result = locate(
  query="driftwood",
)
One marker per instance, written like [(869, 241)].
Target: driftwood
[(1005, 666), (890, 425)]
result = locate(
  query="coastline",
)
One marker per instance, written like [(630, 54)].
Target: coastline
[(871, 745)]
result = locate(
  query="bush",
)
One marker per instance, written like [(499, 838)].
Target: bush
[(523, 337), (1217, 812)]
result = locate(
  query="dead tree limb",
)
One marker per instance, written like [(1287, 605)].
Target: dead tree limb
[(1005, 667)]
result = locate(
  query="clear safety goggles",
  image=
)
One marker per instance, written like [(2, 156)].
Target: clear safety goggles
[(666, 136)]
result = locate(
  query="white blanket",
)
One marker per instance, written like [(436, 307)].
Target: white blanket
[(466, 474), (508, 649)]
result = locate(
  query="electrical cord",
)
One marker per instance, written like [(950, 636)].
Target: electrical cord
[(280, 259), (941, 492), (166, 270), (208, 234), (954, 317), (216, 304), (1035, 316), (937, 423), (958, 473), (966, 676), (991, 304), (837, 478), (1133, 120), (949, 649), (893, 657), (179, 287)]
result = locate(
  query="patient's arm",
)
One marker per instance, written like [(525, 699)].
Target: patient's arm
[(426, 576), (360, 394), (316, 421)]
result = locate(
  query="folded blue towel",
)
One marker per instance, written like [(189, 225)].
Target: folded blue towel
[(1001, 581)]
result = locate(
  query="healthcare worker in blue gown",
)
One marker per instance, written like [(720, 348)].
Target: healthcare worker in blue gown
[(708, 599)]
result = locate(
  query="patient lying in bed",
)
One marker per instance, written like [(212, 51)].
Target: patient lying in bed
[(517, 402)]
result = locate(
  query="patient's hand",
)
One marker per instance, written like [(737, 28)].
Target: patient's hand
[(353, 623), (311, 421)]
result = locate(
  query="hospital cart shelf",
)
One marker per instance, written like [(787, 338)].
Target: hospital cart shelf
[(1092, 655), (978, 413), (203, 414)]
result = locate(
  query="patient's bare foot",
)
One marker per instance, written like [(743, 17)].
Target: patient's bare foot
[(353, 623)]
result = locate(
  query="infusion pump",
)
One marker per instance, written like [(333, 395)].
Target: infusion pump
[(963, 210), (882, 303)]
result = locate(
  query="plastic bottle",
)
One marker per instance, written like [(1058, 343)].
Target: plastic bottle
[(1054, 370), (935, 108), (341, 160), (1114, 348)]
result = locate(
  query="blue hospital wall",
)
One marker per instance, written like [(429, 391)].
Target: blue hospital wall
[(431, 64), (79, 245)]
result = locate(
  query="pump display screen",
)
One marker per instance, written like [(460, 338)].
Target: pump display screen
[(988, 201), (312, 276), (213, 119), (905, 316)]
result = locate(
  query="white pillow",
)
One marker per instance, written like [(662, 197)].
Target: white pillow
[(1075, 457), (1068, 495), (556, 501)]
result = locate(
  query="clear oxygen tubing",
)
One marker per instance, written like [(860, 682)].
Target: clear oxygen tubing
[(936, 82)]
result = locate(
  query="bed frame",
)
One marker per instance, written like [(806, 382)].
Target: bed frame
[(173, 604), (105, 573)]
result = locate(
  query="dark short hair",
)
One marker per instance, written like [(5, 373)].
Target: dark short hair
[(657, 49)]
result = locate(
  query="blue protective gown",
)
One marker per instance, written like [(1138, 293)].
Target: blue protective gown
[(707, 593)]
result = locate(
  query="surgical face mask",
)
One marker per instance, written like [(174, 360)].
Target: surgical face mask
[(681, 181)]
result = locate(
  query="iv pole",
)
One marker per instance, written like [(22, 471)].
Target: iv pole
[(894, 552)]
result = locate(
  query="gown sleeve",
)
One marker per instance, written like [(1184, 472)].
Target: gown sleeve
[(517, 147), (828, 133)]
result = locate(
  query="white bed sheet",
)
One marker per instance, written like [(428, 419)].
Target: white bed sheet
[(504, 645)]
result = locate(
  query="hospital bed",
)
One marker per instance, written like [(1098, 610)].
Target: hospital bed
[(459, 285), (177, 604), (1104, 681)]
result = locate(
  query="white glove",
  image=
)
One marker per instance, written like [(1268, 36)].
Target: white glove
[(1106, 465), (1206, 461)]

- [INSTRUCTION] Extract all of the material exactly as it is written.

- [WRITTEN ANSWER]
result = locate(
  query="driftwood",
)
One marker per instance, written like [(869, 241)].
Target: driftwood
[(1005, 666), (890, 425)]
result = locate(
  query="coastline",
)
One marker per instance, written like [(630, 54)].
Target: coastline
[(871, 745)]
result = locate(
  query="bush",
)
One marker per instance, written like [(499, 838)].
Target: bush
[(523, 337), (1217, 812)]
result = locate(
  query="dead tree limb",
)
One marker per instance, written like [(1287, 605)].
Target: dead tree limb
[(1005, 667)]
result = locate(
  query="clear safety goggles",
  image=
)
One marker per instance, written like [(2, 156)].
Target: clear safety goggles
[(666, 136)]
result = locate(
  query="white blanket",
)
One marker per instance, written like [(436, 307)].
Target: white blanket
[(466, 474), (508, 649)]
result = locate(
  query="electrical cord",
)
One marker per instance, written like [(950, 636)].
Target: electrical cord
[(280, 259), (941, 492), (166, 270), (208, 234), (954, 317), (216, 304), (1035, 316), (937, 423), (958, 473), (966, 676), (991, 304), (837, 478), (1133, 120), (949, 649), (893, 657), (179, 287)]
result = locate(
  query="patient's arm",
)
One marker per instance, written like [(525, 699)].
Target: patient's arm
[(426, 576), (360, 394), (316, 421)]
result = locate(
  query="folded blue towel",
)
One marker per instance, written like [(189, 225)].
Target: folded blue towel
[(1001, 581)]
result = locate(
  query="healthcare worker in blue gown",
)
One marker per instance, written like [(720, 348)].
Target: healthcare worker in blue gown
[(708, 599)]
result = locate(
  query="patient lying in bed",
)
One marker per instance, written like [(212, 51)].
Target: patient lying in bed
[(517, 402)]
result = locate(
  query="patient's hand",
)
One marker per instance, written like [(737, 28)].
Target: patient's hand
[(353, 623), (311, 421)]
result = locate(
  query="hospital cart shelf",
)
One marker per instance, written like [(787, 338)].
Target: hospital cart shelf
[(1092, 655), (978, 413), (203, 414)]
result = locate(
  query="patient's bare foot",
)
One marker per instance, written like [(743, 17)].
Target: patient's bare foot
[(353, 623)]
result = locate(
  query="infusion pump",
)
One marker per instance, written like [(333, 395)].
Target: infusion pump
[(963, 210), (882, 303)]
result = locate(
  query="plastic bottle",
)
One marker per instance, written like [(1058, 343)].
Target: plastic bottle
[(1054, 370), (935, 108), (341, 160), (1114, 348)]
result = locate(
  query="blue hospital wall",
)
One marker per instance, written like [(429, 391)].
Target: blue hospital wall
[(431, 64), (79, 245)]
result = locate(
  query="pump display screen",
)
One marker per instance, written like [(460, 338)].
Target: pump display screen
[(988, 201), (312, 276), (213, 119), (905, 316)]
result = locate(
  query="white pillow",
)
One marker per instance, written like [(662, 197)].
Target: white pillow
[(1075, 457), (1068, 495), (556, 501)]
result = locate(
  query="clear oxygen tubing",
)
One marker per instance, written like [(860, 682)].
Target: clear oxygen tubing
[(936, 82)]
result = locate(
  query="bed frame",
)
One marker per instance, written like [(806, 382)].
Target: bed frame
[(173, 604), (105, 573)]
result = locate(
  query="dark short hair",
)
One marker per instance, written like [(5, 373)].
Target: dark short hair
[(657, 49)]
result = locate(
  query="blue protective gown",
)
One marker per instance, written like [(1138, 293)].
Target: blue protective gown
[(707, 593)]
result = locate(
  query="surgical face mask",
)
One marker per instance, written like [(174, 360)].
Target: surgical face mask
[(681, 181)]
result = locate(
  query="iv pole",
)
One marker per instance, written like [(22, 471)].
Target: iv pole
[(894, 552)]
result = locate(
  query="gown sleeve",
)
One marker per instance, written like [(1184, 472)].
Target: gown sleeve
[(517, 147), (828, 133)]
result = locate(
  query="white bed sheet",
)
One marker per instance, written like [(428, 419)].
Target: white bed sheet
[(504, 645)]
result = locate(
  query="hospital bed",
)
One marker per instance, written like [(1098, 610)].
Target: hospital bed
[(459, 285), (177, 604), (1104, 681)]
result = locate(
  query="white glove",
  image=
)
One marker per instance, written like [(1268, 36)].
Target: white glove
[(1106, 465), (1206, 461)]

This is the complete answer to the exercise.